With a background in archeology, fine art and law, Jane Raffan is a Renaissance woman of the art world.
© Jane Raffan
How would you describe what an art consultant does?
Apart from my love of art, I love words. Stephen Fry, quoting Oscar Wilde, described career aspirations in terms of nouns versus verbs: “If you know what you want to be, then you inevitably become it … but if you never know, then you can be anything … we are not nouns, we are verbs ...” This perfectly describes arts consultancies, the foci of which are as varied as the skillsets of their principals.
How did you become an art consultant?
Educated in archaeology, fine arts and law (ethical dealing in art and cultural heritage), and with broader interests still, my expertise is very much about doing, not being. I’ve worked in collection management at the Art Gallery of NSW, in high level operations and as an art specialist in the auction industry, as radio producer/presenter of multi-disciplinary arts shows, and as a writer for art industry publications. My consultancy enables me to indulge interests that would otherwise be left to pastimes, and consultancy highlights have included discoveries and value-add identifications for clients made while cloaked in the guise of detective, conservator, analyst, academic and cryptographer.

Entries supplied:
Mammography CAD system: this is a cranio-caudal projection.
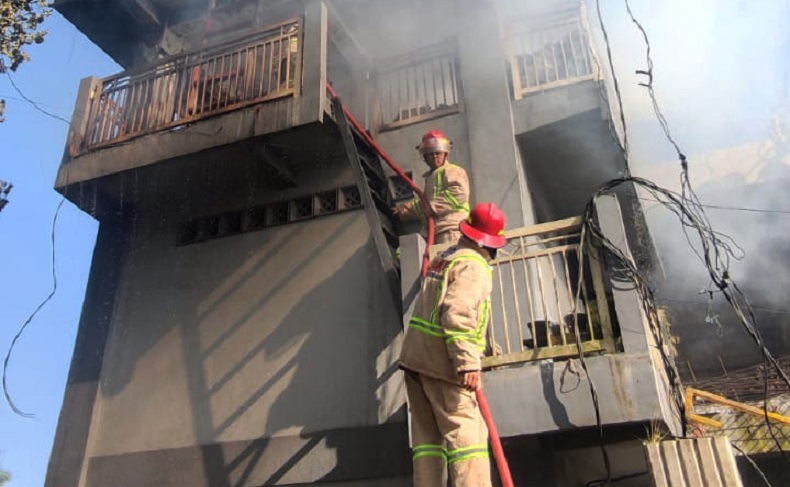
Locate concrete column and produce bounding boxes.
[458,0,535,228]
[55,76,101,182]
[596,194,683,436]
[44,219,126,487]
[299,0,328,124]
[596,194,648,353]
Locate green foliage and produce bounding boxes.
[0,0,52,73]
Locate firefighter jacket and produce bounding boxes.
[400,243,491,384]
[399,162,469,240]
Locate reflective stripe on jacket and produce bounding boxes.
[400,245,491,384]
[401,162,469,240]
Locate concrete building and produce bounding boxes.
[46,0,692,487]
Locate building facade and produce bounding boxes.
[46,0,681,487]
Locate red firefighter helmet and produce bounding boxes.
[458,203,507,249]
[417,130,453,156]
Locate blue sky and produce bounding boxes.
[0,0,789,487]
[0,14,119,487]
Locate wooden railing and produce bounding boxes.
[84,20,302,149]
[484,217,615,367]
[508,9,597,100]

Directive 1:
The Jane Raffan interview names the guises she has taken on in her consultancy work ("cloaked in the guise of..."). List every one of them.
Directive 2:
In the Jane Raffan interview, at which institution did she work in collection management?
Directive 3:
Condense the paragraph of the Jane Raffan interview beginning "Educated in archaeology, fine arts and law" into a bulleted list that keeps its main facts.
The lines are not used here.

Worked answer 1:
- Detective
- Conservator
- Analyst
- Academic
- Cryptographer

Worked answer 2:
The Art Gallery of NSW.

Worked answer 3:
- Education: archaeology, fine arts and law (ethical dealing in art and cultural heritage), with broader interests as well; her expertise is about doing, not being.
- Past work:
  - collection management at the Art Gallery of NSW
  - high-level operations and art specialist roles in the auction industry
  - radio producer/presenter of multi-disciplinary arts shows
  - writer for art industry publications
- Her consultancy lets her pursue interests that would otherwise remain pastimes.
- Highlights include discoveries and value-add identifications for clients, made in the guise of detective, conservator, analyst, academic and cryptographer.